- Texto del documento -
▬▬▬▬▬▬▬▬▬▬
Poseo documentos numerosos y concluyentes, tanto antropológicos como históricos, que me permiten asegurar que el roto chileno es una entidad racial perfectamente definida y caracterizada. Este hecho de gran importancia para nosotros, y que ha sido constatado por todos los observadores que nos han conocido, desde Darwin hasta Hancock, parecen ignorarlo los hombres dirigentes de Chile.

La raza chilena, como todos saben, es una raza mestiza del conquistador español y del araucano, y vino al mundo en gran número desde los primeros años de la conquista, merced a la extensa poligamia que adoptó en nuestro país el conquistador europeo.

1. La raza chilena es mestiza. Su precoz aparición. Fe de bautismo de la raza

Voy a copiar algunos de los documentos que poseo sobre la aparición de las primeras generaciones del roto, o «mestizo» como lo llaman los escritores de aquellos tiempos. Esos documentos son la fe de bautismo de nuestra raza.
▬▬▬▬▬▬▬▬▬▬
- Registros guardados -
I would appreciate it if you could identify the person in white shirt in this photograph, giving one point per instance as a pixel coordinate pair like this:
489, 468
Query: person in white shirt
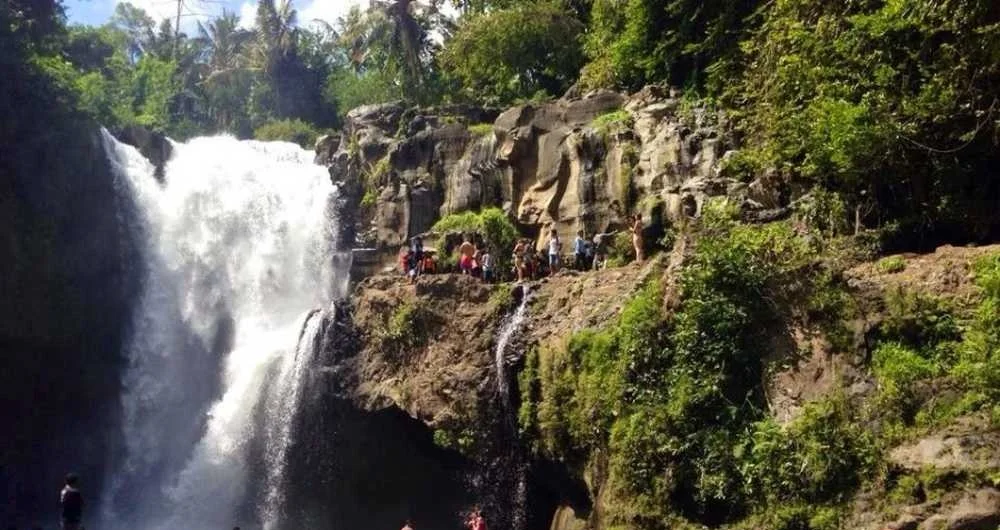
555, 246
580, 252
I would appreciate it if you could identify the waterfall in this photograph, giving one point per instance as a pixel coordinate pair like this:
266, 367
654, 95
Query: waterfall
509, 328
238, 251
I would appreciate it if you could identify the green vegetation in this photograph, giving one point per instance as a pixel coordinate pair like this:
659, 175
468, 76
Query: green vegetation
610, 121
887, 110
674, 402
296, 131
481, 129
527, 49
491, 223
405, 329
891, 264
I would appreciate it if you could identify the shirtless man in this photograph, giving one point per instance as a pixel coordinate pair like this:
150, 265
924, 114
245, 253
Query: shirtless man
466, 254
637, 237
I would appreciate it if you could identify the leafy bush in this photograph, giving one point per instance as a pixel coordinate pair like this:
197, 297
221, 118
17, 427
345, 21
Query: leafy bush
891, 265
679, 394
505, 54
918, 320
295, 131
491, 223
348, 90
609, 121
405, 329
821, 100
481, 129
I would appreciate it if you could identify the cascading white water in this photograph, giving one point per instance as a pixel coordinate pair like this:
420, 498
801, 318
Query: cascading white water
238, 249
508, 329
▬▬▬▬▬▬▬▬▬▬
Responde a estas preguntas sobre el texto de la raza chilena:
(a) ¿Qué dos observadores se nombran como el primero y el último de los que han constatado el hecho?
(b) ¿De quiénes es mestiza la raza chilena?
(c) ¿Cómo llaman al roto los escritores de aquellos tiempos?

(a) Darwin y Hancock.
(b) Del conquistador español y del araucano.
(c) «Mestizo».